> LISTING:
————
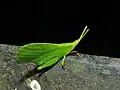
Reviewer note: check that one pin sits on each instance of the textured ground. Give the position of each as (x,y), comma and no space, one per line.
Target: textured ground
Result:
(86,72)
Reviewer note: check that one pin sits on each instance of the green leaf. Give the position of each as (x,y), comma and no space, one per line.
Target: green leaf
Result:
(46,54)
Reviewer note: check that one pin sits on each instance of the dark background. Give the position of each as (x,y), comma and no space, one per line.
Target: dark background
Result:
(61,21)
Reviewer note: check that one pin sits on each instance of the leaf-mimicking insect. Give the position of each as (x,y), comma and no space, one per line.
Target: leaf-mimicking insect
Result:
(46,55)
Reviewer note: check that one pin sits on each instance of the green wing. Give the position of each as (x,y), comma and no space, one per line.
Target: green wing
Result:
(42,53)
(46,54)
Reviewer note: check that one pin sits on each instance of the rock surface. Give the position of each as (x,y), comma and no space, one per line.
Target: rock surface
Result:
(87,72)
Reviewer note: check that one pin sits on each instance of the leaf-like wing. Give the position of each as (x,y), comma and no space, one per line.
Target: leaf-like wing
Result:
(41,53)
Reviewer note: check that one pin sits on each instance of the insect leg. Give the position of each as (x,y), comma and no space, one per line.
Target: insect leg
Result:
(74,52)
(63,62)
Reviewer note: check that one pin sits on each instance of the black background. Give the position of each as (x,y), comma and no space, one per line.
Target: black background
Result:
(24,22)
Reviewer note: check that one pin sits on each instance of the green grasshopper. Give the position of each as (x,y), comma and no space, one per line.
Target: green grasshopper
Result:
(46,55)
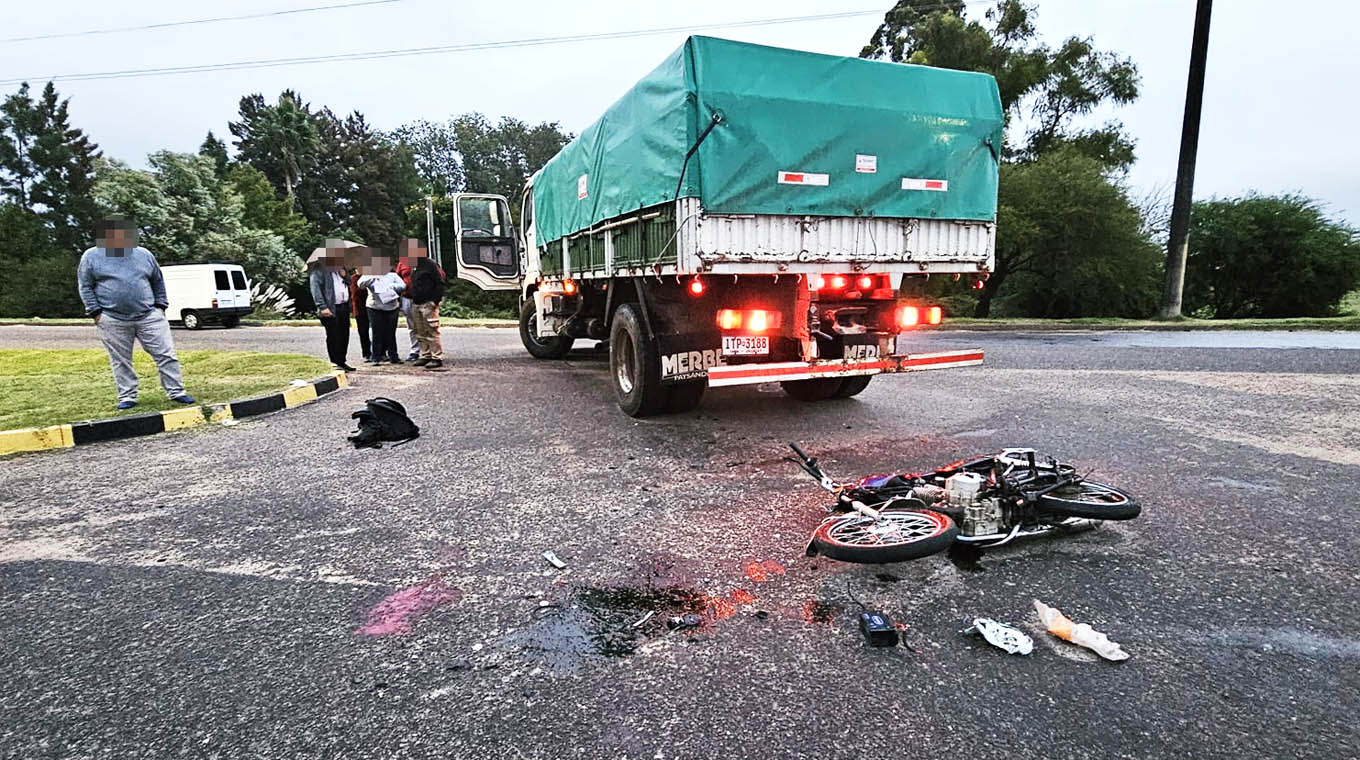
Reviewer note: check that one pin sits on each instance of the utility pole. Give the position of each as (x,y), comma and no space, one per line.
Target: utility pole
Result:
(1179,237)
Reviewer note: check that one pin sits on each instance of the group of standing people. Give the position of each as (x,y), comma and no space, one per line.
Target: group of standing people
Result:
(373,288)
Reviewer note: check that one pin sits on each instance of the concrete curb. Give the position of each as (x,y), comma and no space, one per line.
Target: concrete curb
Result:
(132,426)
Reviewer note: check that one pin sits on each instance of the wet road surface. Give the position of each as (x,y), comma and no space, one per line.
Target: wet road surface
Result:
(264,590)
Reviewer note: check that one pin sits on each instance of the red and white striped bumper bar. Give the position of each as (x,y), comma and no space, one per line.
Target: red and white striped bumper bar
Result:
(748,374)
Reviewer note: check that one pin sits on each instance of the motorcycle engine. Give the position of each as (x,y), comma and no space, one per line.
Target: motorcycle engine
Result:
(981,515)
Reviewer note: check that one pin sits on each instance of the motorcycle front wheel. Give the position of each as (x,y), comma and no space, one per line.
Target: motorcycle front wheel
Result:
(1088,499)
(896,536)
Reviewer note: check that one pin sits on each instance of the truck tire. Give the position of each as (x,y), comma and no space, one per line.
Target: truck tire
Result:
(540,347)
(634,365)
(853,385)
(816,389)
(686,396)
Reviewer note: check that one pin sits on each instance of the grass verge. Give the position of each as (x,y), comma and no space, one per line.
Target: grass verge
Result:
(52,386)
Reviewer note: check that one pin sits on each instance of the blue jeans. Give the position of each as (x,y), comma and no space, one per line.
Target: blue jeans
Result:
(153,331)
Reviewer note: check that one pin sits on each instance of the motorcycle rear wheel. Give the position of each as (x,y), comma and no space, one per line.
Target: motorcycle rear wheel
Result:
(896,536)
(1088,499)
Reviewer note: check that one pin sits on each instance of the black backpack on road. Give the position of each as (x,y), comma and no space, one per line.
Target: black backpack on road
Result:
(382,419)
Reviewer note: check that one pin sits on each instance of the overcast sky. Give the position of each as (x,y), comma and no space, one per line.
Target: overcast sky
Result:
(1279,116)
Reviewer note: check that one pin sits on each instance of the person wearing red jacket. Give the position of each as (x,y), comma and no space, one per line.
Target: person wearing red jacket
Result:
(361,313)
(404,269)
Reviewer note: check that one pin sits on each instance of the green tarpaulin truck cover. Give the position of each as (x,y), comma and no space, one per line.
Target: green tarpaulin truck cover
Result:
(796,132)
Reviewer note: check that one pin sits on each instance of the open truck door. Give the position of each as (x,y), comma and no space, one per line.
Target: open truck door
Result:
(486,245)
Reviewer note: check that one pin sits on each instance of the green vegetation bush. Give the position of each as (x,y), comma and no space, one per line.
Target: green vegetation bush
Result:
(1268,256)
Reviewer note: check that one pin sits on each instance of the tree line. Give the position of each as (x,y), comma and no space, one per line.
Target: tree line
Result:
(1072,241)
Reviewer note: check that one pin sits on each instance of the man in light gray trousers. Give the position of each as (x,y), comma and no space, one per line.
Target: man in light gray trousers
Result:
(123,290)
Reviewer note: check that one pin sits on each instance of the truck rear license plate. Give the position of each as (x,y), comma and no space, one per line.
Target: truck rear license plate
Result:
(745,346)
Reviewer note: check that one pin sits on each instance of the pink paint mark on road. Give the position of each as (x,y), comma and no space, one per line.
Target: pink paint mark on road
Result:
(397,612)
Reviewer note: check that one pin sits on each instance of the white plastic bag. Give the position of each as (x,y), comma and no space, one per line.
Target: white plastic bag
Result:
(1001,635)
(1084,635)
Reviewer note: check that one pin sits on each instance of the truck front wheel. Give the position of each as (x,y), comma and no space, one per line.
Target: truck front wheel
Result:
(540,347)
(634,365)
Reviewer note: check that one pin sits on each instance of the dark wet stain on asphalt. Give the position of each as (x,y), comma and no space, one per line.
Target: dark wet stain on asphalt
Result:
(966,556)
(605,623)
(815,611)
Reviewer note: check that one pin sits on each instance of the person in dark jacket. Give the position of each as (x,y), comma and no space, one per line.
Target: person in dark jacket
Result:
(426,292)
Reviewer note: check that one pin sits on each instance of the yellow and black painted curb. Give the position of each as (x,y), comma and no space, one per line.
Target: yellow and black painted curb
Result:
(151,423)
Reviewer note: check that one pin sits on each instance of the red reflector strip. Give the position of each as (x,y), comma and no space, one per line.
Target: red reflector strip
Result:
(918,184)
(747,374)
(943,358)
(804,178)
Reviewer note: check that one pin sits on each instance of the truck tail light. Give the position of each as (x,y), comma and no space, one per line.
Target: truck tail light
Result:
(750,320)
(909,317)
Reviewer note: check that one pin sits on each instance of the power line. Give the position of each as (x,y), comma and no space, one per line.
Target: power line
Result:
(461,48)
(166,25)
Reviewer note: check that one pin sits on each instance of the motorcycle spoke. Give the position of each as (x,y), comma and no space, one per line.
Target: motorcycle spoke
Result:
(890,528)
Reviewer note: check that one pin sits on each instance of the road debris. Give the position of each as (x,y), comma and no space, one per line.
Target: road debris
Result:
(687,620)
(1001,635)
(552,559)
(643,619)
(877,628)
(1084,635)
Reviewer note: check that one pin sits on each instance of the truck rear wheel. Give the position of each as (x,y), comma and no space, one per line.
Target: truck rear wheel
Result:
(634,365)
(816,389)
(540,347)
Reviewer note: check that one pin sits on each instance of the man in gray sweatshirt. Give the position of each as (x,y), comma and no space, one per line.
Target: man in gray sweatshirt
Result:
(123,290)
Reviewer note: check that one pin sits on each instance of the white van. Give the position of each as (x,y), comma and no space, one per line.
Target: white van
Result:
(207,292)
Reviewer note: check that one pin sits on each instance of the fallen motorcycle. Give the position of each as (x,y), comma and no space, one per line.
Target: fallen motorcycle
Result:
(986,502)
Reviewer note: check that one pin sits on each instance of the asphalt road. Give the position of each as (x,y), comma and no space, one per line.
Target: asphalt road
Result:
(264,590)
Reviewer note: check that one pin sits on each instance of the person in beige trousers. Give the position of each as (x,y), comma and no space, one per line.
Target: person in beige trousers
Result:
(426,292)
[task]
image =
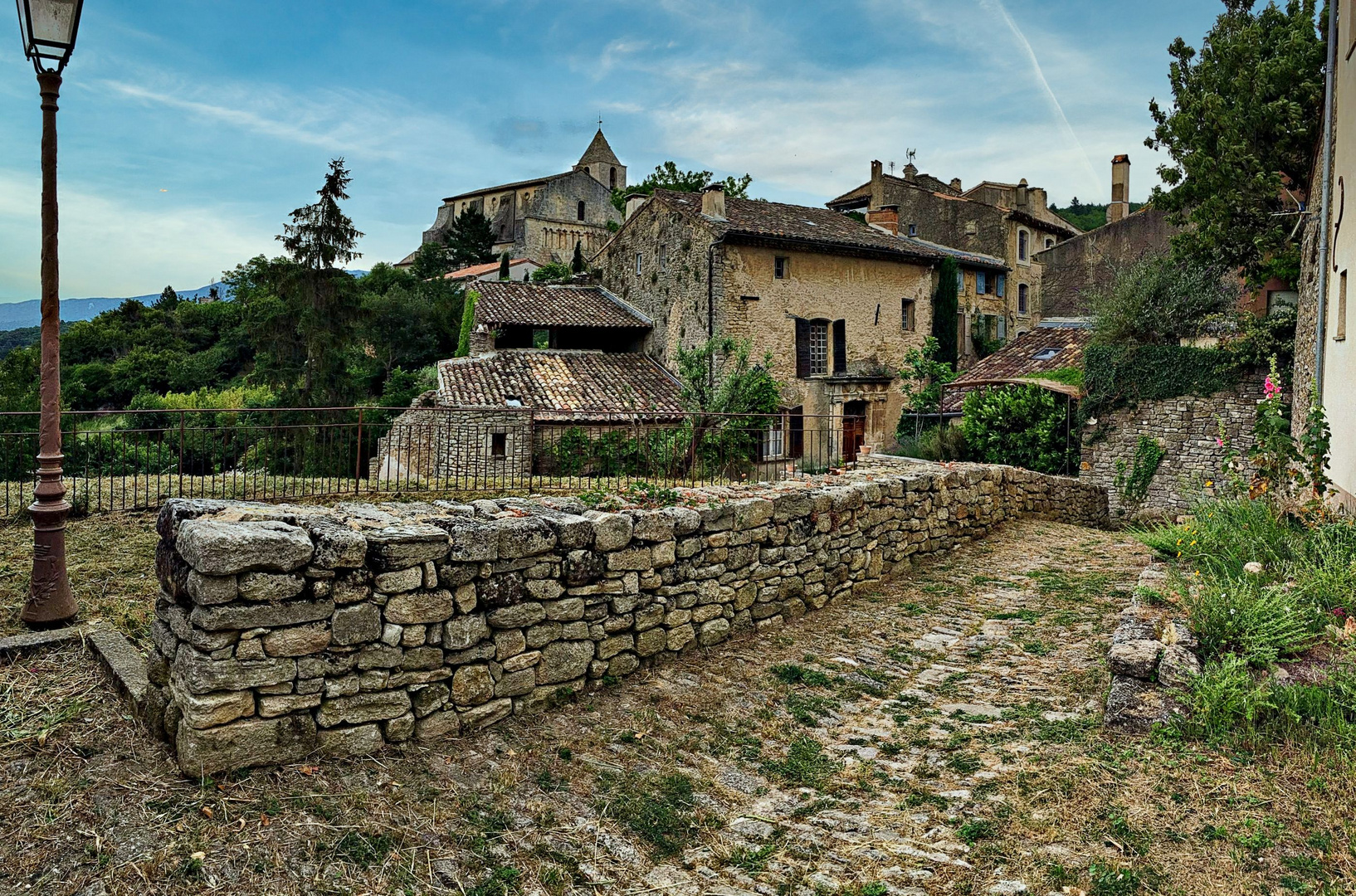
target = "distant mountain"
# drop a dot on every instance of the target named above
(18, 314)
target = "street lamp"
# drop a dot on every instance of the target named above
(49, 34)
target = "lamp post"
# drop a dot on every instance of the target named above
(49, 34)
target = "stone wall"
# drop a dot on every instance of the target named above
(1187, 427)
(285, 633)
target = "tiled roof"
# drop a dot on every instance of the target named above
(541, 305)
(799, 224)
(1018, 359)
(559, 384)
(476, 270)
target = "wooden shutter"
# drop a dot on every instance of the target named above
(802, 348)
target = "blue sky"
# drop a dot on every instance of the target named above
(190, 129)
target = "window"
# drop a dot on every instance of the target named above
(811, 348)
(1341, 307)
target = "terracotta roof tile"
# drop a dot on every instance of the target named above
(566, 385)
(543, 305)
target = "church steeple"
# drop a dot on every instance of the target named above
(601, 163)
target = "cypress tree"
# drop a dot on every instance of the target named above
(945, 308)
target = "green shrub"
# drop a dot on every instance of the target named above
(1022, 426)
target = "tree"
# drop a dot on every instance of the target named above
(945, 308)
(430, 262)
(1159, 299)
(471, 239)
(168, 299)
(1242, 125)
(669, 177)
(468, 323)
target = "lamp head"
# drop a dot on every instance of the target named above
(49, 32)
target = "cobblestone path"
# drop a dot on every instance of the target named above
(878, 747)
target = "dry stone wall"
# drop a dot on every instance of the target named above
(1187, 427)
(285, 633)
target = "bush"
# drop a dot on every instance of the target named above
(1022, 426)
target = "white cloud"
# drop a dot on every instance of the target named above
(120, 246)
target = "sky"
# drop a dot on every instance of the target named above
(190, 129)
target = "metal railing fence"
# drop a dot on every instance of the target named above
(134, 460)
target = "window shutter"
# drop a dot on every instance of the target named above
(802, 348)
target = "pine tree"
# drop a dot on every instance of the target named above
(945, 308)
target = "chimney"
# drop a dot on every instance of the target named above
(885, 217)
(633, 202)
(1119, 207)
(714, 202)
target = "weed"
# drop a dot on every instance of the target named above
(656, 808)
(806, 763)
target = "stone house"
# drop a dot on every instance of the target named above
(543, 218)
(837, 303)
(1001, 220)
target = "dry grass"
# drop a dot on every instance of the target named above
(851, 763)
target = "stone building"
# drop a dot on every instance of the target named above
(1002, 220)
(545, 217)
(1324, 355)
(834, 299)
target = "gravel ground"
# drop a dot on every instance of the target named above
(940, 737)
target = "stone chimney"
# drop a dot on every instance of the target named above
(885, 217)
(1119, 207)
(714, 202)
(633, 202)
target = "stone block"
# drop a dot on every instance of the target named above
(406, 545)
(299, 640)
(363, 708)
(361, 740)
(251, 742)
(399, 581)
(357, 624)
(419, 607)
(564, 660)
(485, 714)
(202, 675)
(261, 616)
(218, 548)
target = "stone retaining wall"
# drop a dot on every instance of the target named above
(1187, 429)
(285, 633)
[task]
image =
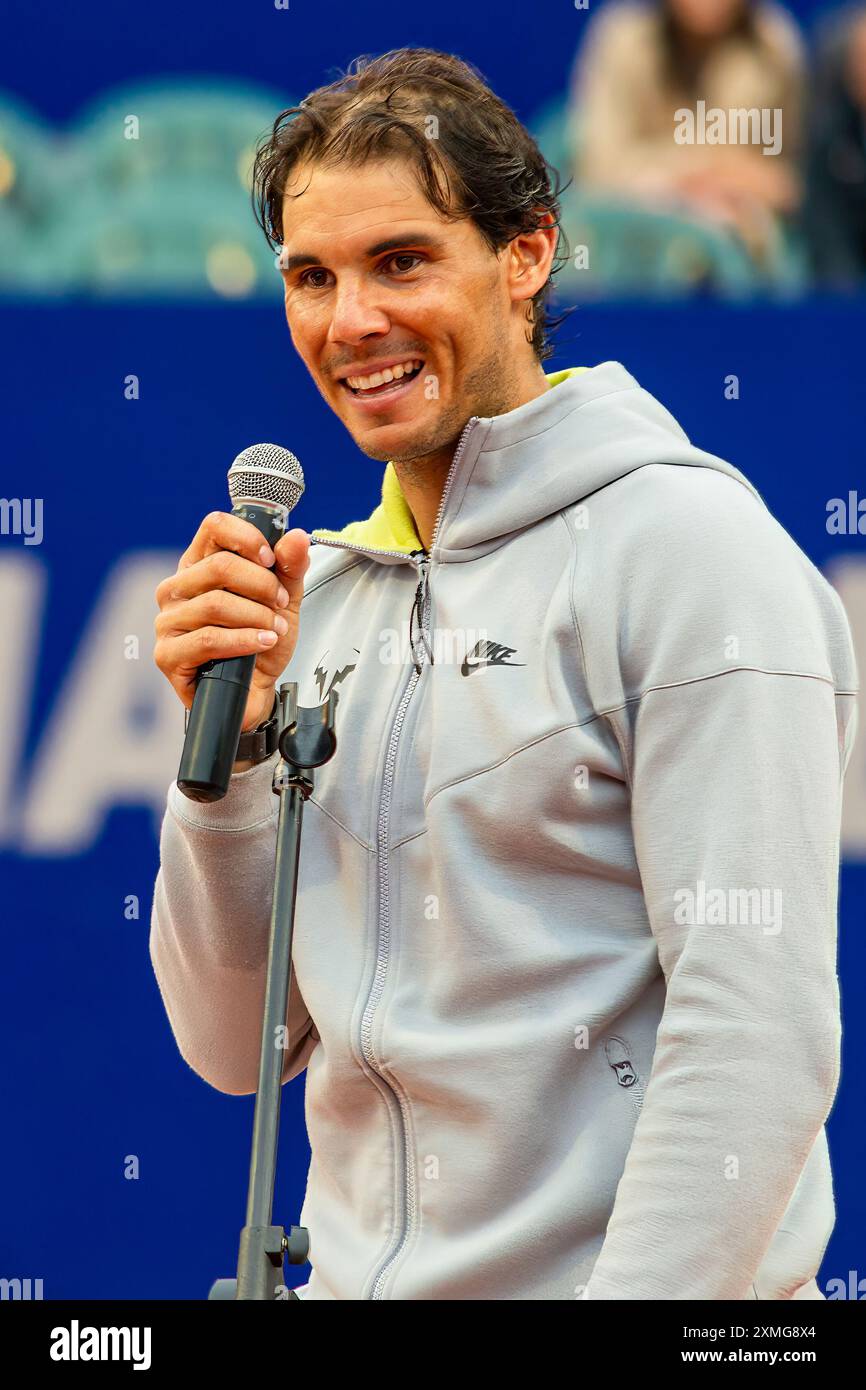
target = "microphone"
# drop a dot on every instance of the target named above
(264, 483)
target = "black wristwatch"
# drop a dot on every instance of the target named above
(257, 744)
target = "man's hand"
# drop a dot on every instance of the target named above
(225, 601)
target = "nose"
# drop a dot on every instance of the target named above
(356, 312)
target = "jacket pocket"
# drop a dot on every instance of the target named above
(622, 1065)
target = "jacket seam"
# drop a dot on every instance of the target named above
(327, 578)
(224, 830)
(610, 723)
(480, 772)
(712, 676)
(337, 822)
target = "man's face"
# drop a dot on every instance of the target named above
(437, 295)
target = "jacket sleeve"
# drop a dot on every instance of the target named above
(209, 934)
(734, 741)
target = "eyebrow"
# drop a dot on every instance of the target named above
(391, 243)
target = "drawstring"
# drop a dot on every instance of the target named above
(419, 608)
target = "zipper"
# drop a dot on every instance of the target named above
(421, 606)
(613, 1051)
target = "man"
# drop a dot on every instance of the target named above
(565, 954)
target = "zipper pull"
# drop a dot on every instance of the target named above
(419, 603)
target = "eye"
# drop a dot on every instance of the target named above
(396, 256)
(403, 256)
(317, 270)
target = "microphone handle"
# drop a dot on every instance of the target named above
(223, 688)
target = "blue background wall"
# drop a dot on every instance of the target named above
(92, 731)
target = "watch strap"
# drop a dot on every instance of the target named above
(259, 742)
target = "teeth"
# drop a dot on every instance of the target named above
(381, 377)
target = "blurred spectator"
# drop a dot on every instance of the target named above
(834, 214)
(642, 66)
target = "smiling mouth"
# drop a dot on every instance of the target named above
(387, 388)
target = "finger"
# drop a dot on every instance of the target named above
(223, 531)
(181, 656)
(224, 571)
(218, 609)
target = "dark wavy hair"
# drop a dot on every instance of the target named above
(471, 154)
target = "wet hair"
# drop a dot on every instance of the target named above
(471, 154)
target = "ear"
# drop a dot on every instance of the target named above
(530, 259)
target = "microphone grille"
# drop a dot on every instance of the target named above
(266, 473)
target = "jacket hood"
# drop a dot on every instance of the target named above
(591, 427)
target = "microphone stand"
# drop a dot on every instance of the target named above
(306, 741)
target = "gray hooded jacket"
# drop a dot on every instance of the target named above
(565, 957)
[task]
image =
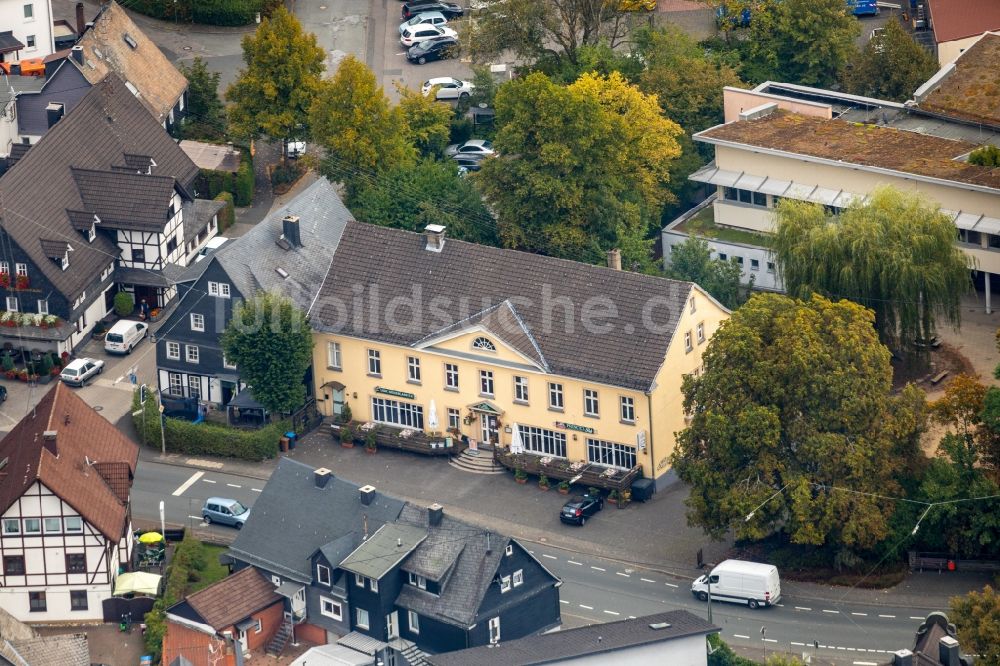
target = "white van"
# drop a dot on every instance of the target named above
(124, 336)
(741, 582)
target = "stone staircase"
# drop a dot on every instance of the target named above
(476, 462)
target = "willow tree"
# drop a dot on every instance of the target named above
(894, 254)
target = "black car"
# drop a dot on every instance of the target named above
(578, 509)
(437, 48)
(449, 9)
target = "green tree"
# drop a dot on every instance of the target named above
(270, 341)
(891, 66)
(692, 261)
(272, 95)
(206, 115)
(793, 404)
(977, 619)
(362, 133)
(894, 254)
(578, 164)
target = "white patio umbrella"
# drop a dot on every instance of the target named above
(432, 416)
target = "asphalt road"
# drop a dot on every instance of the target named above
(594, 589)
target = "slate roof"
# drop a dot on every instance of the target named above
(37, 192)
(292, 519)
(82, 435)
(395, 262)
(159, 83)
(252, 260)
(592, 640)
(230, 600)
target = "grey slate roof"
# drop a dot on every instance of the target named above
(292, 519)
(592, 640)
(465, 278)
(252, 260)
(36, 193)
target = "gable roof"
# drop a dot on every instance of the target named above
(555, 301)
(292, 519)
(158, 82)
(230, 600)
(594, 639)
(37, 192)
(83, 437)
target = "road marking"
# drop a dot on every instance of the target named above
(187, 484)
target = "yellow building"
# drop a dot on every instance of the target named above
(584, 362)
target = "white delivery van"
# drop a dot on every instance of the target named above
(741, 582)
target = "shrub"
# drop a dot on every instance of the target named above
(124, 304)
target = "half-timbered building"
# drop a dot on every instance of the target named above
(65, 519)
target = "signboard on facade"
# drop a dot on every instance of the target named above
(394, 393)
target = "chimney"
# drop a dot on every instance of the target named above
(367, 495)
(49, 442)
(615, 259)
(434, 233)
(290, 230)
(54, 113)
(322, 476)
(948, 652)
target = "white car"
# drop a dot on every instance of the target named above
(80, 370)
(433, 18)
(447, 88)
(423, 32)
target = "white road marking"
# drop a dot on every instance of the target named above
(187, 484)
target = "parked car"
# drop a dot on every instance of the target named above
(423, 32)
(474, 147)
(577, 510)
(79, 371)
(438, 48)
(124, 336)
(447, 88)
(225, 512)
(434, 18)
(449, 9)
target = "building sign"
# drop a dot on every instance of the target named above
(395, 393)
(573, 426)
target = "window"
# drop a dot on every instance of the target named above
(374, 362)
(483, 343)
(485, 382)
(555, 396)
(546, 442)
(451, 376)
(521, 389)
(36, 602)
(333, 355)
(610, 454)
(395, 412)
(13, 565)
(628, 409)
(331, 608)
(78, 600)
(76, 563)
————
> GIVEN INSTRUCTION: Please count how many lines in the data above contain the string "overcast", with case counting. Give only the number.

> FULL OUTPUT: 2